### What you are asked to do
Your answer should restate each line of the data below word for word.
● ● ●
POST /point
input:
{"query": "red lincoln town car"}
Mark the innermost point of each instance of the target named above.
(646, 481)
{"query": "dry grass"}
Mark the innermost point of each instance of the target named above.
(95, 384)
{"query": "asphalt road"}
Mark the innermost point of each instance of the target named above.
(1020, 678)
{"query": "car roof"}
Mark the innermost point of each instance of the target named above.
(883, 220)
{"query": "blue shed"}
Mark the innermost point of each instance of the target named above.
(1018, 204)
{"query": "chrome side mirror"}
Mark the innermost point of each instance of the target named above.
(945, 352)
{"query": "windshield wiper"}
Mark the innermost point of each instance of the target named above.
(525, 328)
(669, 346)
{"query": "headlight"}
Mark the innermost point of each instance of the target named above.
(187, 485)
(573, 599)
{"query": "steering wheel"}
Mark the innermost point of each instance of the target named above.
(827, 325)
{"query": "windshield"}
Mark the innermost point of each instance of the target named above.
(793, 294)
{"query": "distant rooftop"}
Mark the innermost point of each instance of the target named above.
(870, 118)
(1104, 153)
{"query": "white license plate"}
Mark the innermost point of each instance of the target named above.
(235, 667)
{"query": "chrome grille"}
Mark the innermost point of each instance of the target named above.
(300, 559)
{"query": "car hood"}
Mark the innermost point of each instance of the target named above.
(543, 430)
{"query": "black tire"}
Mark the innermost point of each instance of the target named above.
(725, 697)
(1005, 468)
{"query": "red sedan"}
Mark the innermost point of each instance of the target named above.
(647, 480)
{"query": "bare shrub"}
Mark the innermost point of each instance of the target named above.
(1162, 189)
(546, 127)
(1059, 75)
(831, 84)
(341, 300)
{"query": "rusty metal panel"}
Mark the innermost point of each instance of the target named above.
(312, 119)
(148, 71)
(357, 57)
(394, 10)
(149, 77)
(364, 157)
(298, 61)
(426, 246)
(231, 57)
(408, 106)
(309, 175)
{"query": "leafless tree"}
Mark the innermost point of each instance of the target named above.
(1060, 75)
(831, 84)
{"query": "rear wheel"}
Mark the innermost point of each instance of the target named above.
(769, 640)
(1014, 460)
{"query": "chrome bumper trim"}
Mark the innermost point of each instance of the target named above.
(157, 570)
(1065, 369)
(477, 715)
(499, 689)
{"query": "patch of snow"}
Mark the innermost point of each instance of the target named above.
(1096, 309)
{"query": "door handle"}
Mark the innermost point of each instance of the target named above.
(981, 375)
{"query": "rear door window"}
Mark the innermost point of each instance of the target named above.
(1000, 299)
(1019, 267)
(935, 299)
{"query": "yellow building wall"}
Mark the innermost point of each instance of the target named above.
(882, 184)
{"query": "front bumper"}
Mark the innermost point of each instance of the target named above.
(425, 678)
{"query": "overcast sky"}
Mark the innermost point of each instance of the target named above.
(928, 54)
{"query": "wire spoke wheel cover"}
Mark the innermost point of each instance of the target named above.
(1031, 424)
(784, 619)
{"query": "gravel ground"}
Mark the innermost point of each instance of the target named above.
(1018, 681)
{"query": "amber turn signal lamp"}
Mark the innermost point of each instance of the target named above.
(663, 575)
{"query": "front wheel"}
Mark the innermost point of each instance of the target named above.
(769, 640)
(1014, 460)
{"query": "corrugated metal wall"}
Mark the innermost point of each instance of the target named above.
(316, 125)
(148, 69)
● ● ●
### Response below
POST /point
input:
{"query": "red lincoln town car"}
Mark the innermost point of each instance of the target named above.
(646, 481)
{"query": "dry grass"}
Mark the innermost point of each instance of the target named above.
(95, 384)
{"query": "asphalt road"}
Mark the innermost point of each instance of the target named above.
(1020, 678)
{"query": "car roof"}
Mark the innermost point of each instance of the target named above.
(883, 220)
{"query": "blue shed"}
Mark the innermost point of each instance of the target named above.
(1018, 204)
{"query": "chrome side mirror"}
Mark the innermost point of each instance of the target named above.
(945, 352)
{"query": "windshield wiper"}
Mark the innermost point of each instance of the target named above.
(525, 328)
(669, 346)
{"query": "headlight"}
Mark the innermost point of each instance of the target named above.
(187, 485)
(573, 599)
{"query": "steering wheel"}
Mark the innermost point of each instance of the target named above.
(827, 325)
{"query": "windshield"}
Mark the innermost point of each instance of the target named above.
(793, 294)
{"query": "distant rooftop"}
Mark the innermost point of each instance of the target named above.
(870, 118)
(1104, 153)
{"query": "white license plate"}
Mark the innermost point of each instance of the target named above.
(235, 667)
{"query": "chrome grille"}
Mark the innermost point of each instance of the target named above.
(300, 559)
{"query": "car hood"}
Mark the innermost point of each instance of the target named above.
(543, 430)
{"query": "black tire"}
Mark the innermost point of each instance of the target named above.
(725, 697)
(1005, 468)
{"query": "red sedan"}
Mark the innermost point of each instance of the target named above.
(647, 480)
{"query": "bare shrub"}
Mark the innermost point of each instance of the target named above.
(1162, 189)
(546, 127)
(1059, 75)
(831, 84)
(341, 300)
{"query": "rusty metal panel"}
Mark the innermost point of each instance of the target named above.
(312, 119)
(148, 71)
(357, 57)
(394, 10)
(149, 77)
(364, 157)
(298, 61)
(426, 246)
(231, 57)
(408, 106)
(309, 175)
{"query": "leafless tree"}
Mark the innermost point of each instance of the target named above.
(1060, 75)
(831, 84)
{"query": "rear wheel"}
Mark the innermost point of each instance of the target named above.
(769, 640)
(1014, 460)
{"query": "chrome bumper trim"}
Mark the innermost point of each instance of the target named above.
(157, 570)
(1065, 369)
(477, 715)
(499, 689)
{"query": "patch of snow"}
Mark the innermost point of each instance of the target named above.
(1096, 309)
{"query": "door handle"}
Mark the innermost point of each instance of the target named above.
(981, 375)
{"query": "rear door window"}
Mark the innermost point of each instance of the target named above.
(1000, 299)
(1019, 267)
(935, 299)
{"query": "yellow building wall"}
Mark the innermost point of each instance of the target named above.
(882, 184)
{"query": "front bumper"}
Mark the innermost point of each instance of the target named above.
(425, 678)
{"query": "overcast sky"}
Mark the innermost point of each instance of the target named above.
(928, 54)
{"query": "wire spoke wheel cover"}
Mark the innermost point of each instance of the target named above.
(1031, 424)
(784, 619)
{"query": "gravel ground"}
Mark the innermost point of each instance of the target named above.
(1018, 681)
{"query": "amber turn signal lamp"}
Mark the innermost point of each instance of the target named above.
(663, 575)
{"query": "front wheel"}
Mark the innermost point of each instance of the target named above.
(769, 640)
(1014, 460)
{"query": "corrugated metal wall"}
Mark the innermost point of each instance of the target named above.
(316, 125)
(148, 69)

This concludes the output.